# TASKS AND EXERCISES
1 > Answer these questions from the passage about Chef Zheng:
(a) After about what time in the evening does a gatekeeper decide whether a foreigner can exit the living quarters?
(b) At what time of day did the narrator arrive?
(c) For how long was the guesthouse the narrator's home?
2 > Transcribe the passage about Chef Zheng from "Chef Zheng in" to "the city's nightlife.".
3 > Pick up the account of Chef Zheng and the food platters where it stops, and continue it.

# SELECTED PASSAGE
⟨
Chef Zheng in addition to his cooking duties also pulled double duty as guesthouse gatekeeper. Gatekeepers throughout China are the most important of all job descriptions, as they determine when a foreign devil, for instance, can safely and comfortably exit, after about 9:00 p.m., and reenter, around 5:00 a.m., the living quarters. A gatekeeper deserves vast amounts of guanxi...if one wishes to roam around and explore the city's nightlife.
Lao Zheng was the first Chinese to meet and greet me in my new home, a converted Buddhist WWII MilitaryTemple to Cai Da’s guest house and special meeting room, and my home for the first two years of an idyllic sojourn. I arrived mid-morning from Beijing train with severe jet lag exhausting me, and biological clock 12 hours ahead. A knock on my room’s door, I stagger to open it and there’s this short man holing a humongous platter of food! My stomach turns over in disgust and rejection and I pantomime I’m not only not hungry, but the huge pile of food is turning my gut over. He looks startled and scurries away. He’s back at the door, I open and he’s standing with hopeful grin and ... bigger patter of food! I learn later that in general Chinese think we Western Foreign Big Nose people are used to eating gargantuan piles of food!! I learned later he thought I was rejecting the first platter for a second larger one!!
⟩
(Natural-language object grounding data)
⟨
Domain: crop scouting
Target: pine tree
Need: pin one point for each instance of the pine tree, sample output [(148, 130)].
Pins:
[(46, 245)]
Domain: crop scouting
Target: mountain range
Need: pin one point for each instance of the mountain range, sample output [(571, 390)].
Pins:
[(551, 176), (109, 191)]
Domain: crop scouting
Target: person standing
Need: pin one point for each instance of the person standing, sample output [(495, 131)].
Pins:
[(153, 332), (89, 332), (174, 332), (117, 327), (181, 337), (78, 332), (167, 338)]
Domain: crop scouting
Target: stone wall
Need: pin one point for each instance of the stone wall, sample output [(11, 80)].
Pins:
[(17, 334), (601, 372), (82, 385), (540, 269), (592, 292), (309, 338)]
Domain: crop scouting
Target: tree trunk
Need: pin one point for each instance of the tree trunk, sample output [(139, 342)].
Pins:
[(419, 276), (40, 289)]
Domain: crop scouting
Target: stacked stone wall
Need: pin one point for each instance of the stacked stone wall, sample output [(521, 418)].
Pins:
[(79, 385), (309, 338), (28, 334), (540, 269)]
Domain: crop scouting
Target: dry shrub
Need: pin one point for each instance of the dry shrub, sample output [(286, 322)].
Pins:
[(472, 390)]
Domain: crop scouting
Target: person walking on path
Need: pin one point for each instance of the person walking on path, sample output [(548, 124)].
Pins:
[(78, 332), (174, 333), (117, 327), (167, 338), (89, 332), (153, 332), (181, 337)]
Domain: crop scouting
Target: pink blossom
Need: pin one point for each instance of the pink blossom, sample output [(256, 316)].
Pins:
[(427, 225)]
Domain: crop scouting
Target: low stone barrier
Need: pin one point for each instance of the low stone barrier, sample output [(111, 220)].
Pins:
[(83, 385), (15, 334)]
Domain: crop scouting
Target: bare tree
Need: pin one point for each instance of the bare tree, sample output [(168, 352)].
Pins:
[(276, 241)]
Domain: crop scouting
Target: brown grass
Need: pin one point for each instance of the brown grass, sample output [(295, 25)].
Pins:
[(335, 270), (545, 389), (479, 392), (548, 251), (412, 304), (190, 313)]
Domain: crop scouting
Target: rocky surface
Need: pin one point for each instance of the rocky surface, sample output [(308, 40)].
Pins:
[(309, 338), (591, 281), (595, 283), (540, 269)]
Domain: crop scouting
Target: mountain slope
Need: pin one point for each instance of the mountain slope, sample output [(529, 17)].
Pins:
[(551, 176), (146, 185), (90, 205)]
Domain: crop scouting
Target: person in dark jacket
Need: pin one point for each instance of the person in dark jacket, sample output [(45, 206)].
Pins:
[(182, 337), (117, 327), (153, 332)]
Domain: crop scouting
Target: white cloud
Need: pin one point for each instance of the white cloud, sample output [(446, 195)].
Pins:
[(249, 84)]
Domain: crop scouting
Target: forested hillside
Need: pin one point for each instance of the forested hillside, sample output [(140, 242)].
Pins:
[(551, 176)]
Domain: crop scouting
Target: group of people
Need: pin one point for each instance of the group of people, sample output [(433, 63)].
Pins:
⟩
# ANSWERS TO EACH TASK
1 >
(a) After about 9:00 p.m.
(b) Mid-morning.
(c) The first two years.

2 >
Chef Zheng in addition to his cooking duties also pulled double duty as guesthouse gatekeeper. Gatekeepers throughout China are the most important of all job descriptions, as they determine when a foreign devil, for instance, can safely and comfortably exit, after about 9:00 p.m., and reenter, around 5:00 a.m., the living quarters. A gatekeeper deserves vast amounts of guanxi...if one wishes to roam around and explore the city's nightlife.

3 >
Lao Zheng was a tremendously excellent and talented cook. He had just returned from an Chinese Embassy gig in Paris and my only other house mate, Mary, and I were honored to have, while in China, some of the most exquisite French cuisine offered by this extraordinary Chinese/French chef! Hao Gong Fu, Lao Zheng!
Mary and I took our meals personally created by Lao Zheng in a quaint, movie set tea house in back of the Temple. The walls were of bamboo and we were right off the ageless kitchen, with high ceilings and enormous woks hanging about the walls. Lao Zheng would cook and serve us with an air rifle strapped to his back that would be unslung at a moment’s notice to drill one of China’s ubiquitous “ground squirrels,” or rats to the rest of us, scurrying about the kitchen floor. This one fact of life in China not only curtailed Mary’s presence at mealtimes but also gave me a new and very different view of the “Year of Rat!”